**Texto extraído**
========================

El arcarde cree con toda justificación que la gente vive donde vive porque es invitada a hacerlo. Y del mismo modo, cree que la gente es pobre porque no ha sido invitada a no serlo. Y que las colas de los consultorios y los hospitales de burla que medio o nada se construyen, invitan no más hasta cuando se les acaban los números entregados a las cinco de la mañana. ¿Quién te invitó a enfermarte, huacho culiao, a ver?
En la cabeza manipuladora del el arcarde, no cabe que haya gente que simplemente no tiene donde vivir y que hace un esfuerzo no desdeñable para lograr algo tan simple, tan mundano y común, como una dirección que dar en algún lado cuando va en busca de trabajo, o para lo que se le ocurra. Y considera que esa dirección, lejana, polvorienta, es su dirección y eso hace la diferencia. No toda la diferencia, pero harta.
Cuando sujetos así son más encima considerados como autoridades, es decir que mandan sobre otros, es cuando debemos aceptar de una vez y para siempre que este país cagó.
Cuando una autoridad malacatosa de esa envergadura es capaz de ser la principal autoridad de un puerto que hace rato que viene siendo un pulguerío sucio y pasado a meado de gatos, con perros estirados por cualquier parte, con ascensores que se caen solos a la espera que algún emprendedor, obviamente privado, los libre de la carcoma y con, más encima, buques de guerra parados como vagos en una esquina, cimbrados por las olas llenas de basura, es que este país cagó pistola.

========================

**Material proporcionado**

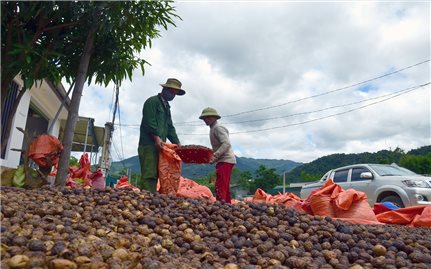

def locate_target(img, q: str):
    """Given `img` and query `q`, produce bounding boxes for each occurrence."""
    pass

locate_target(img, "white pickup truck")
[300,164,431,207]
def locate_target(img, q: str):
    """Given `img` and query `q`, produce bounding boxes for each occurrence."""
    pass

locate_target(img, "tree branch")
[43,21,79,32]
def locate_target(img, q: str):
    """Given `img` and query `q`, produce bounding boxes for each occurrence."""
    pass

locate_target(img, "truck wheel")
[380,195,404,208]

========================

**Consigna**
En el párrafo del texto extraído que empieza con «Cuando una autoridad malacatosa», enumera todo lo que, según se dice, tiene el puerto, introducido por la preposición «con».

**Respuesta**
- Perros estirados por cualquier parte
- Ascensores que se caen solos a la espera que algún emprendedor, obviamente privado, los libre de la carcoma
- Buques de guerra parados como vagos en una esquina, cimbrados por las olas llenas de basura